Written task A => Count how many lines in the rows below contain the string "cabinet", treating case as significant, and reply with only that number.

___ Extract ___

Fani Willis fights back against House GOP efforts to derail Trump RICO case

Rep. Jim Jordan of Ohio in Phoenix in December 2021 (Gage Skidmore)

On Thursday, March 28 in an Atlantic courtroom, attorneys for Donald Trump tried to convince Fulton County Superior Court Judge Scott McAfee that District Attorney Fani Willis' election interference/RICO case against the 2024 GOP presidential nominee should be thrown out on First Amendment grounds.

The judge did not make a decision during the hearing, but legal experts on MSNBC (including Lisa Rubin and former federal prosecutor Barbara McQuade) had a lot to say about what went on in the courtroom. And some of them emphasized that the U.S. Constitution's First Amendment does not protect efforts to overturn election results.

So far, McAfee has kept Willis' prosecution going, although he has thrown out six of the charges while leaving many others in place. And the judge has resisted efforts to have Willis removed from the case, ruling that although the Fulton County DA's relationship with prosecutor Nathan Wade had the appearance of impropriety, it did not constitute a full-fledged conflict of interest.

READ MORE: Why Fani Willis was allowed to stay on as Trump prosecutor – and what happens next

Willis, in response to McAfee's ruling, has made it clear that she has no intention of resigning from the case. Meanwhile, Willis' battle with pro-Trump Republicans in Congress — including far-right House Judiciary Committee Chairman Jim Jordan (R-Ohio) — rages on.

___ Given records ___

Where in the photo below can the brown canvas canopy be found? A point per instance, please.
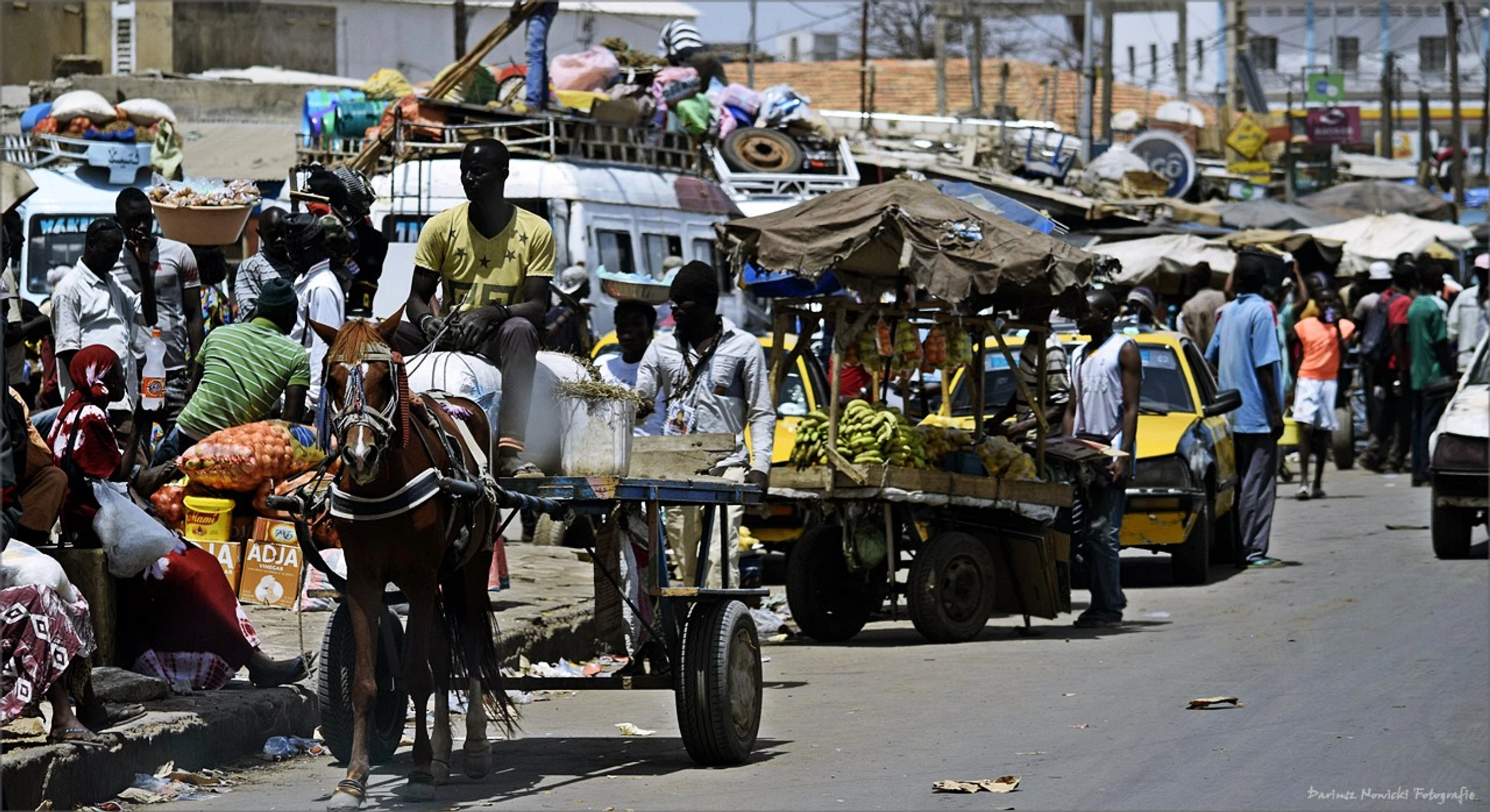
(875, 237)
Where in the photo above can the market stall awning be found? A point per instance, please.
(876, 237)
(1386, 236)
(1382, 197)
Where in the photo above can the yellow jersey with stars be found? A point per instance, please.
(480, 272)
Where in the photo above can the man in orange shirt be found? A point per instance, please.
(1320, 342)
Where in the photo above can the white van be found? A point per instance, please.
(616, 217)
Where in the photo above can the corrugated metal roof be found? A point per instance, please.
(239, 149)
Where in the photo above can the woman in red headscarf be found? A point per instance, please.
(179, 619)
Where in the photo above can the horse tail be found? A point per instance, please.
(455, 610)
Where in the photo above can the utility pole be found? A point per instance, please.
(863, 64)
(1108, 72)
(975, 60)
(463, 23)
(1084, 121)
(1388, 74)
(1461, 151)
(1182, 68)
(939, 51)
(750, 50)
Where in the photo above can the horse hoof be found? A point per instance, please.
(419, 787)
(479, 762)
(343, 802)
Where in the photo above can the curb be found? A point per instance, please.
(213, 728)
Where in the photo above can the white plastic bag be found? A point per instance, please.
(132, 540)
(26, 567)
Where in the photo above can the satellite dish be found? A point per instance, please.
(1181, 112)
(1169, 157)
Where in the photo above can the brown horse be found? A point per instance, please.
(437, 550)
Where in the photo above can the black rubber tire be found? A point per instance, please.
(339, 658)
(951, 587)
(760, 149)
(1343, 440)
(1452, 531)
(719, 684)
(829, 603)
(1189, 562)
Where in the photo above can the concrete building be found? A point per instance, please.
(346, 38)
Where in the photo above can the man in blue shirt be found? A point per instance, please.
(1246, 352)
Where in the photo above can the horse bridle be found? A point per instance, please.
(385, 424)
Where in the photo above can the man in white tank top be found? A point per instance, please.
(1106, 376)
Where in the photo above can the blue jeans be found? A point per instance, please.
(538, 56)
(1103, 544)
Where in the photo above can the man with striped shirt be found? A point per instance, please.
(683, 47)
(243, 370)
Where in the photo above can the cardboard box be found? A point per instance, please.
(270, 574)
(230, 556)
(276, 531)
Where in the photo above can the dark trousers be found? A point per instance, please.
(1257, 467)
(513, 349)
(1427, 413)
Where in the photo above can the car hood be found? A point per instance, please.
(1468, 413)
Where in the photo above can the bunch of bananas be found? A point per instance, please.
(1005, 460)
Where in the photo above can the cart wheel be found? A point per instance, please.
(339, 659)
(1344, 438)
(951, 589)
(719, 684)
(829, 603)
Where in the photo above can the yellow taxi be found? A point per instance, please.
(1182, 496)
(802, 389)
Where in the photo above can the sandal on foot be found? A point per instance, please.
(76, 737)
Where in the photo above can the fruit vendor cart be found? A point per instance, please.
(702, 643)
(955, 523)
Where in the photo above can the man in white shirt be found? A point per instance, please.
(172, 302)
(320, 294)
(715, 381)
(1467, 316)
(90, 307)
(635, 324)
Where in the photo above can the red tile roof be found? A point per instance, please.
(909, 87)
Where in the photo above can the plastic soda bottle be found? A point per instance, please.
(152, 381)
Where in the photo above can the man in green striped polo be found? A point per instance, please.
(242, 371)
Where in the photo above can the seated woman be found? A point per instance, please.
(178, 620)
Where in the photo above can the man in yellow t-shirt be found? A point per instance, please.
(492, 264)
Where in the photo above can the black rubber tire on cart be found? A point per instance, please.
(1452, 531)
(719, 683)
(339, 659)
(829, 603)
(760, 149)
(951, 587)
(1189, 562)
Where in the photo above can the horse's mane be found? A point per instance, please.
(354, 340)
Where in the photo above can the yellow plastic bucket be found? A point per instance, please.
(207, 519)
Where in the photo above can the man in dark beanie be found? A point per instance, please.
(318, 291)
(242, 373)
(714, 379)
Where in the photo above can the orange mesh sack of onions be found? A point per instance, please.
(243, 458)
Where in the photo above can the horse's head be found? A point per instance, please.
(362, 392)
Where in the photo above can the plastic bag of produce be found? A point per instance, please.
(243, 456)
(132, 540)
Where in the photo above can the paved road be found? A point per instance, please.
(1362, 668)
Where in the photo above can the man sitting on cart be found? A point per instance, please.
(715, 381)
(492, 263)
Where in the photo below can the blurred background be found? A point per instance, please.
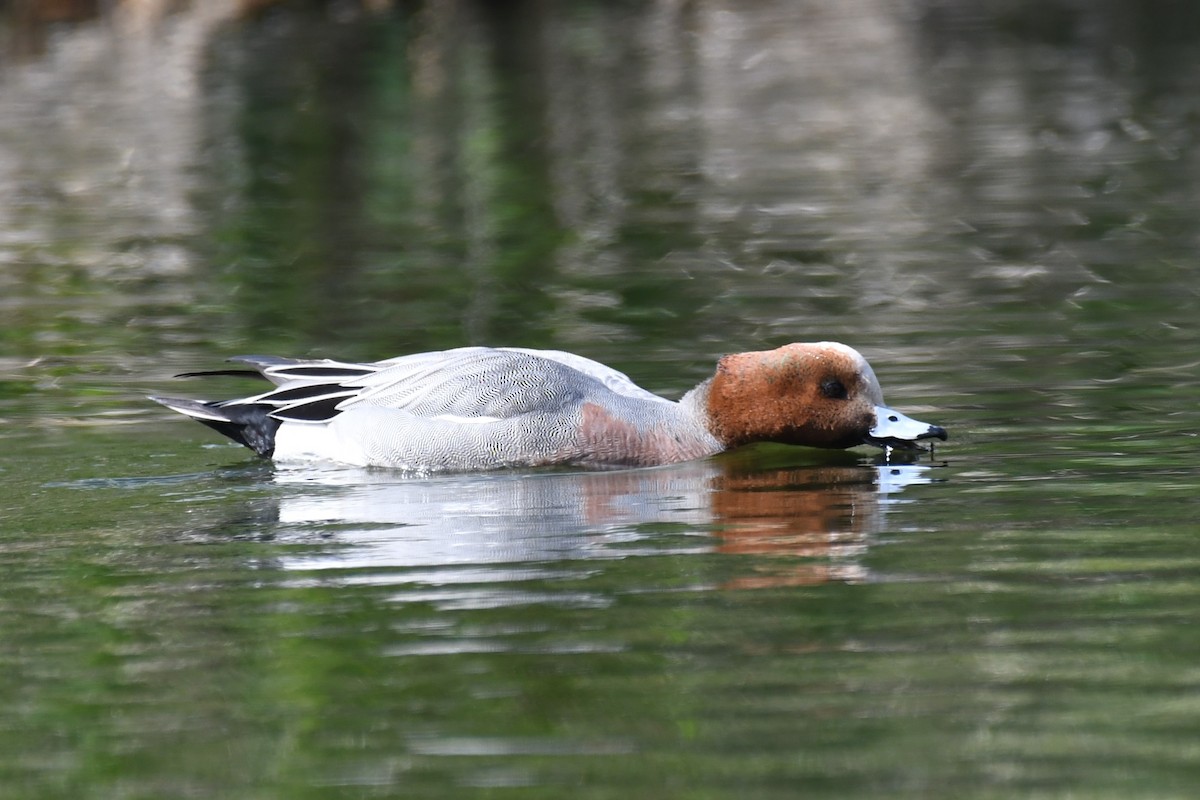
(996, 200)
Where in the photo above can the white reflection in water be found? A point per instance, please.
(447, 530)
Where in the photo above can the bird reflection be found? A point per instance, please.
(793, 525)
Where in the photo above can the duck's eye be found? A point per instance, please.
(833, 389)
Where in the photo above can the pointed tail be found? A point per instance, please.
(246, 425)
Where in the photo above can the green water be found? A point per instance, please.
(997, 208)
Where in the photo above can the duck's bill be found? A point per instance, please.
(894, 429)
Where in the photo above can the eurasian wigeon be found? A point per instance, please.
(484, 408)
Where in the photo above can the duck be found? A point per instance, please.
(479, 408)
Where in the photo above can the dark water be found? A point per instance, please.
(996, 204)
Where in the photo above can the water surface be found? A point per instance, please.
(995, 206)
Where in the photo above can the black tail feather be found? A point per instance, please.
(247, 425)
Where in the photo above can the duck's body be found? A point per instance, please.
(487, 408)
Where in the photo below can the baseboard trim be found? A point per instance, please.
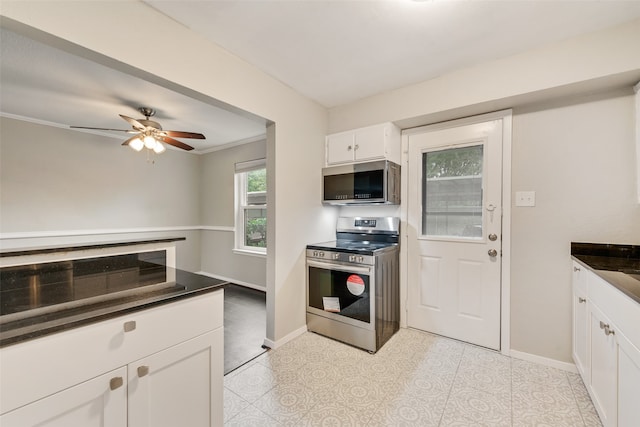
(564, 366)
(237, 282)
(282, 341)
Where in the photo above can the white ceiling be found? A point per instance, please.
(334, 52)
(338, 51)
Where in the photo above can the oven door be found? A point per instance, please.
(341, 292)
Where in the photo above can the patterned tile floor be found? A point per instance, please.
(416, 379)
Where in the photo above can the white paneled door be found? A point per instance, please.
(454, 232)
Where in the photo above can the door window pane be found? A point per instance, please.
(452, 192)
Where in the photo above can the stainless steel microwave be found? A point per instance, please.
(362, 184)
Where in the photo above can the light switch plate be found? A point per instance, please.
(525, 198)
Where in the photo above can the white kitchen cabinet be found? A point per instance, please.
(610, 368)
(628, 383)
(379, 142)
(173, 387)
(98, 402)
(580, 320)
(170, 359)
(604, 367)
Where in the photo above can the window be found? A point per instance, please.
(251, 206)
(452, 193)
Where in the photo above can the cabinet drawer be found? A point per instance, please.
(41, 367)
(622, 310)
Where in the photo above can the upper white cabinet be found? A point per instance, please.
(606, 347)
(379, 142)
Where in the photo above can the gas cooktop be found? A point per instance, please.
(364, 247)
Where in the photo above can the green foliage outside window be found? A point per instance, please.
(255, 231)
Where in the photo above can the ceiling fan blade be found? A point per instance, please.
(180, 134)
(129, 140)
(176, 143)
(115, 130)
(133, 122)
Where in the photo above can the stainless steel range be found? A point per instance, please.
(353, 282)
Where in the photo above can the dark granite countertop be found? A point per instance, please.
(619, 265)
(19, 326)
(83, 246)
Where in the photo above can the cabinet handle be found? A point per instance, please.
(607, 329)
(143, 370)
(116, 382)
(129, 326)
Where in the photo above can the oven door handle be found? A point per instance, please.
(347, 268)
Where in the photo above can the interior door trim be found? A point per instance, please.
(505, 301)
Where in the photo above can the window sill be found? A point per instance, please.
(250, 253)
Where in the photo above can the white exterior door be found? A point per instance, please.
(454, 215)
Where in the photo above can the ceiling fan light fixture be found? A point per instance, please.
(136, 144)
(150, 142)
(159, 148)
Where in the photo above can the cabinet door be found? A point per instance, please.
(604, 367)
(179, 386)
(370, 143)
(580, 332)
(628, 383)
(99, 402)
(340, 148)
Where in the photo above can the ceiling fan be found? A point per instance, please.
(149, 133)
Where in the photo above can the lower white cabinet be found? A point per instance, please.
(606, 348)
(603, 372)
(580, 321)
(170, 371)
(173, 387)
(98, 402)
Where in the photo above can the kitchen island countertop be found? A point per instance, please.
(619, 265)
(61, 317)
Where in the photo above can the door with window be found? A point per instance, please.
(454, 232)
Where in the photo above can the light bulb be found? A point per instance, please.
(136, 144)
(159, 148)
(149, 142)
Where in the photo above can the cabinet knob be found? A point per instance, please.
(116, 382)
(607, 329)
(129, 326)
(142, 371)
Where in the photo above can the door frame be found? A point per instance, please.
(505, 273)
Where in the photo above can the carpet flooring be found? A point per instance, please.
(245, 325)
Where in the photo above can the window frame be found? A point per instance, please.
(242, 207)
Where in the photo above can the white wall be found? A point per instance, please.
(76, 186)
(589, 197)
(579, 157)
(294, 150)
(218, 217)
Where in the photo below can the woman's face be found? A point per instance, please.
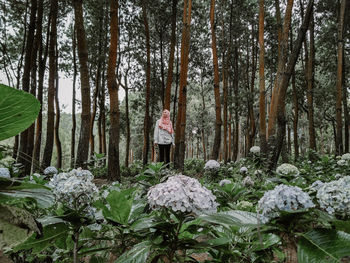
(166, 113)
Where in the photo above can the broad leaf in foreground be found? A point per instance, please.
(18, 110)
(323, 245)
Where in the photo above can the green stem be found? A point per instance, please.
(76, 244)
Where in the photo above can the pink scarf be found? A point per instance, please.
(165, 123)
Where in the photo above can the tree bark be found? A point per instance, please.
(58, 116)
(113, 148)
(83, 145)
(180, 136)
(146, 123)
(42, 57)
(51, 90)
(338, 106)
(74, 122)
(262, 111)
(218, 121)
(282, 58)
(24, 156)
(283, 88)
(169, 79)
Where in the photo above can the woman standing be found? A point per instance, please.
(164, 136)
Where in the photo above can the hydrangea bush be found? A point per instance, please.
(74, 189)
(282, 198)
(255, 150)
(4, 172)
(50, 170)
(247, 181)
(212, 165)
(243, 170)
(334, 197)
(287, 169)
(182, 193)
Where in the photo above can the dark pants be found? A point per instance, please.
(164, 153)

___

Written task B => Copy word for word the passage of the article that starts with the words "Fani Willis fights" and ends with "overturn election results.".

Answer A => 7

Answer B =>
Fani Willis fights back against House GOP efforts to derail Trump RICO case

Rep. Jim Jordan of Ohio in Phoenix in December 2021 (Gage Skidmore)

On Thursday, March 28 in an Atlantic courtroom, attorneys for Donald Trump tried to convince Fulton County Superior Court Judge Scott McAfee that District Attorney Fani Willis' election interference/RICO case against the 2024 GOP presidential nominee should be thrown out on First Amendment grounds.

The judge did not make a decision during the hearing, but legal experts on MSNBC (including Lisa Rubin and former federal prosecutor Barbara McQuade) had a lot to say about what went on in the courtroom. And some of them emphasized that the U.S. Constitution's First Amendment does not protect efforts to overturn election results.